Set down the line that contains "of the striped" and every line after it to the end of the entries, exactly as they stand and nothing more.

Stored data entries:
§

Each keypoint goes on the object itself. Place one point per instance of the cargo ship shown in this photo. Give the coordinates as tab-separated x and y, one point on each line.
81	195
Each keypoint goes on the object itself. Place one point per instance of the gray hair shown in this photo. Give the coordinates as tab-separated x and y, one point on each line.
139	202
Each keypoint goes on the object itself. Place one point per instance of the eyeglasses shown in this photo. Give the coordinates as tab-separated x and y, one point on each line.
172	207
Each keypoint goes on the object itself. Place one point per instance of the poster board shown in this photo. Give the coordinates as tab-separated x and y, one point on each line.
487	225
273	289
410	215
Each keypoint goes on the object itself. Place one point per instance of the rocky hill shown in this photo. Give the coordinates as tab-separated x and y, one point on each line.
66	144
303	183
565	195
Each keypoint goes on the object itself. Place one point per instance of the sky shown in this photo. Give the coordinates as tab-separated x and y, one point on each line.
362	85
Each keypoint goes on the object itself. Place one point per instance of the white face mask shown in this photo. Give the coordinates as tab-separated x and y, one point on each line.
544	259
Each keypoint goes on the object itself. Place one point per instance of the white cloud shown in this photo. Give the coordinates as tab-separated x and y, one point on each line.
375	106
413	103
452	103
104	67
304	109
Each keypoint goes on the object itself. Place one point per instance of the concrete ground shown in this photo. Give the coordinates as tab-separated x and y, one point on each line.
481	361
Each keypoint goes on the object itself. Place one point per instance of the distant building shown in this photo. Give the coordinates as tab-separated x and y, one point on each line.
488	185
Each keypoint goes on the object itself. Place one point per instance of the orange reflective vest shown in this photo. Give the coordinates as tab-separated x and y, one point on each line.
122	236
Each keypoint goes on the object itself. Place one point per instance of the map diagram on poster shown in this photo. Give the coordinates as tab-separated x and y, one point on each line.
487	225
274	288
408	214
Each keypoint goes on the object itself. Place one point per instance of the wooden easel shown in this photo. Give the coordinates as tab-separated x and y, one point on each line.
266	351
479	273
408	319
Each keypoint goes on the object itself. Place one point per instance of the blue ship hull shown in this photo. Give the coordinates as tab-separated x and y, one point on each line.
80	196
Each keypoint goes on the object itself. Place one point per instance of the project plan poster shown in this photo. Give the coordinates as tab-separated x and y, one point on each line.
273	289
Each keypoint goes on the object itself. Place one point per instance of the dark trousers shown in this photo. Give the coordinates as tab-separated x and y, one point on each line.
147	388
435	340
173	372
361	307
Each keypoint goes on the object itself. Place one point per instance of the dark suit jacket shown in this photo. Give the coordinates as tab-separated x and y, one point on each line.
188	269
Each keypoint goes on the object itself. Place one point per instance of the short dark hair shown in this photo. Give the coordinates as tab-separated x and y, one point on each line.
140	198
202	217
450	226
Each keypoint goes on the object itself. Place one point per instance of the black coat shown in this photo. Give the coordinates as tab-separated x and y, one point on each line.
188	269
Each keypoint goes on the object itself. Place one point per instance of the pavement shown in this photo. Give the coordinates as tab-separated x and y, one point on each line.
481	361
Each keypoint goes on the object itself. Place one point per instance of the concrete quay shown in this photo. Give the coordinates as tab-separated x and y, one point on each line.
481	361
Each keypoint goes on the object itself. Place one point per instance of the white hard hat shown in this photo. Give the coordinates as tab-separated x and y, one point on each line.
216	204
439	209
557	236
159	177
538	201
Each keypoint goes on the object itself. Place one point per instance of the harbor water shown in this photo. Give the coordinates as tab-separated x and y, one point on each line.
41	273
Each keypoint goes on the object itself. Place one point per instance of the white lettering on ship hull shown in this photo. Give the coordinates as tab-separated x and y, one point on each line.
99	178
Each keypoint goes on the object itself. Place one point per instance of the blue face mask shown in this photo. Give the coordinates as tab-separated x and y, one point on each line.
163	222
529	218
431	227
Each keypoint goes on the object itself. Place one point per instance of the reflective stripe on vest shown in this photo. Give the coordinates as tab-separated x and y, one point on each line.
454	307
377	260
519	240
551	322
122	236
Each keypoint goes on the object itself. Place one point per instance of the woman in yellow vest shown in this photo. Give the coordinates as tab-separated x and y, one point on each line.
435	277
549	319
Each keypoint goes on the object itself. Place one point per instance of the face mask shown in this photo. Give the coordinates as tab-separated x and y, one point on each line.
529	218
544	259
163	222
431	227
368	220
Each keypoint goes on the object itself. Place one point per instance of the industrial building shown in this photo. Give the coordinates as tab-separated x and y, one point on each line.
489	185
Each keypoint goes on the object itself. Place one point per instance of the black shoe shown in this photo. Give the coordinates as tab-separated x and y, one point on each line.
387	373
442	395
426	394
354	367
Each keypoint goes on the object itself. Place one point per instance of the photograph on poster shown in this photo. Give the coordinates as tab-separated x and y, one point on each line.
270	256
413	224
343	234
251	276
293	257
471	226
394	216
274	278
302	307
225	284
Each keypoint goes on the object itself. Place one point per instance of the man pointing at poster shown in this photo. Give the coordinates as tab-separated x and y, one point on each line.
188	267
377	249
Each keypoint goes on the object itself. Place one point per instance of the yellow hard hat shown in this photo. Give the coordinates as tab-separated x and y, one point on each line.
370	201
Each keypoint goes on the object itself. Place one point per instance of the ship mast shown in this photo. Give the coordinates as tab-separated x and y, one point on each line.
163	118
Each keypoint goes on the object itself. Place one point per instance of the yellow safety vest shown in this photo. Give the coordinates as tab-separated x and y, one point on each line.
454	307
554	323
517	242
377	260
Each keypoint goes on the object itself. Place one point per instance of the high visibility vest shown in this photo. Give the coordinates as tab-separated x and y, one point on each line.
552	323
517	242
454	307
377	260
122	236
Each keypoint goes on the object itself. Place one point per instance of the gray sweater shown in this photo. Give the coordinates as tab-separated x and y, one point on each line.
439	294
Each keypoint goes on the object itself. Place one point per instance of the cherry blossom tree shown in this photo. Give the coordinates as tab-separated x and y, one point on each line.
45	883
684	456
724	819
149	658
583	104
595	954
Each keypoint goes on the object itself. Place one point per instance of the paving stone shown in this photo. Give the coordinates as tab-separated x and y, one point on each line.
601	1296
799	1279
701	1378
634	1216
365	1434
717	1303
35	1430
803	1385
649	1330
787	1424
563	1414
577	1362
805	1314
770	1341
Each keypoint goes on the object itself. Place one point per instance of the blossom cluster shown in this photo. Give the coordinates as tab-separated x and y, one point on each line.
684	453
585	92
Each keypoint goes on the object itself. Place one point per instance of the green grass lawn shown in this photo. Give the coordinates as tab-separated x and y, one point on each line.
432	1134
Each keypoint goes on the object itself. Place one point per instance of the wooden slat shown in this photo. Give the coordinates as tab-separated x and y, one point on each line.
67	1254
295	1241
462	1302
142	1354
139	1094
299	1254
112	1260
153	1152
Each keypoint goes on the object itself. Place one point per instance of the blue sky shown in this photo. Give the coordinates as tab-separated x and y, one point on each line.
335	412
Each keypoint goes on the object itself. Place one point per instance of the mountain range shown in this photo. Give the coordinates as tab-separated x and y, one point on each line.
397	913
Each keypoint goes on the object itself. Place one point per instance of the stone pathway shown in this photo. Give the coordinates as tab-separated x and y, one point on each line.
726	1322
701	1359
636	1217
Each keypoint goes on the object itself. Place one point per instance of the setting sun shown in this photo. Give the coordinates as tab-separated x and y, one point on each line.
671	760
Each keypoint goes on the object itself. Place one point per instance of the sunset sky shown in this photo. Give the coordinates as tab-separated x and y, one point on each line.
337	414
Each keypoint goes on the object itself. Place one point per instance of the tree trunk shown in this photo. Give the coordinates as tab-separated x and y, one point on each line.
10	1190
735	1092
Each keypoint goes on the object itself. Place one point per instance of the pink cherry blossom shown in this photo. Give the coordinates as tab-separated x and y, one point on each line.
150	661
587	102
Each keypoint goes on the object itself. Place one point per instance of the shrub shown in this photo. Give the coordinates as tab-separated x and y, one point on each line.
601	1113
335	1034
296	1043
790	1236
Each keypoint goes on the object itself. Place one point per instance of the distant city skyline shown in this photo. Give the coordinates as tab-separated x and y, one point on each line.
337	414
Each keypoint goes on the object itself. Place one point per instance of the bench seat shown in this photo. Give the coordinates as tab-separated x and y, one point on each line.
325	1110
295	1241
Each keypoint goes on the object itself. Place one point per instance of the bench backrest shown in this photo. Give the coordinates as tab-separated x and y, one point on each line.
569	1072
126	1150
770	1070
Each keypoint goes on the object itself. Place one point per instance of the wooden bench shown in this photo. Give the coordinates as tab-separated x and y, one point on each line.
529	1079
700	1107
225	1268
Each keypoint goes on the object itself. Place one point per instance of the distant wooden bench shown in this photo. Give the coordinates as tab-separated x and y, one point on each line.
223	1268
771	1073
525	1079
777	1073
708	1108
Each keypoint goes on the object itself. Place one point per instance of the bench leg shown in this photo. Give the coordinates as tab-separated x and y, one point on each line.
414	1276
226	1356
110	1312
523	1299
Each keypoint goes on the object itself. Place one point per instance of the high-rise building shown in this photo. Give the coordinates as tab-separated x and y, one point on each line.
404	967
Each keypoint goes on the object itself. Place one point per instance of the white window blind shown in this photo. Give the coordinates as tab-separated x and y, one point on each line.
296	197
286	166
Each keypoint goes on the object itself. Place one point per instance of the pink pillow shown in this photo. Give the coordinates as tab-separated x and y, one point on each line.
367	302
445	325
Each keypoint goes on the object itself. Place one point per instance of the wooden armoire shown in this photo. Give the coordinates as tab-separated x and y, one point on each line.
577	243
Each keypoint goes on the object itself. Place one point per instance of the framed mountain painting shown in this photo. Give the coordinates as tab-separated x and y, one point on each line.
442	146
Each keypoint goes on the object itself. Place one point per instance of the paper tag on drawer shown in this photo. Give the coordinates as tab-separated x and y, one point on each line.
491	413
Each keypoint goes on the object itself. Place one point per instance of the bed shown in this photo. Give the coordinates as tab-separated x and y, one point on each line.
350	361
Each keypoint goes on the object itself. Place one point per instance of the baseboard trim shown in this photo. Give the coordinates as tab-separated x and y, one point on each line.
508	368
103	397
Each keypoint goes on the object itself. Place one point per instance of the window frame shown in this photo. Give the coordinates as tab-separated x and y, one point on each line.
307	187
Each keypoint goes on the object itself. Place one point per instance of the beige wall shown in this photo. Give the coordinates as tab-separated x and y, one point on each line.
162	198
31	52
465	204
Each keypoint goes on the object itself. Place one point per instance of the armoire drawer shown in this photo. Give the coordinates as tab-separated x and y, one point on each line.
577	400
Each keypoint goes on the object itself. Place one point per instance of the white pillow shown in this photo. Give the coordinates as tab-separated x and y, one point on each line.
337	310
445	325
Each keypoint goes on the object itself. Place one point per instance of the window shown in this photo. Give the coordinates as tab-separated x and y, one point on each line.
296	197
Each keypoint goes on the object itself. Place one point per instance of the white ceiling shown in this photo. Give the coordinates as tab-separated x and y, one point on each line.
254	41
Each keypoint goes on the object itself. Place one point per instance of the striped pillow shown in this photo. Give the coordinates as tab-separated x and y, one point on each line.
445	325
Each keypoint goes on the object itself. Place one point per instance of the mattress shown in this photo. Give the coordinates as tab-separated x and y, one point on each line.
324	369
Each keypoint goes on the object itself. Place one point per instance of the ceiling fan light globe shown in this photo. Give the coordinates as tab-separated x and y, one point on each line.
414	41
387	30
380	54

§

The answer:
Each keypoint goes on the object itself. Place one point per instance of the striped pillow shown in this photo. Give the coordinates as tab-separated x and y, one point on each line.
445	325
Each keypoint goes on the object itself. Place one point per instance of the mattress shown in this photo. Give the coordinates as tab-separated x and y, one point on each line.
324	369
Each keypoint goes on the object itself. Place one point per instance of the ceiling fan light globe shown in this photo. Give the coordinates as tab-separated x and y, one point on each line.
414	41
387	30
380	54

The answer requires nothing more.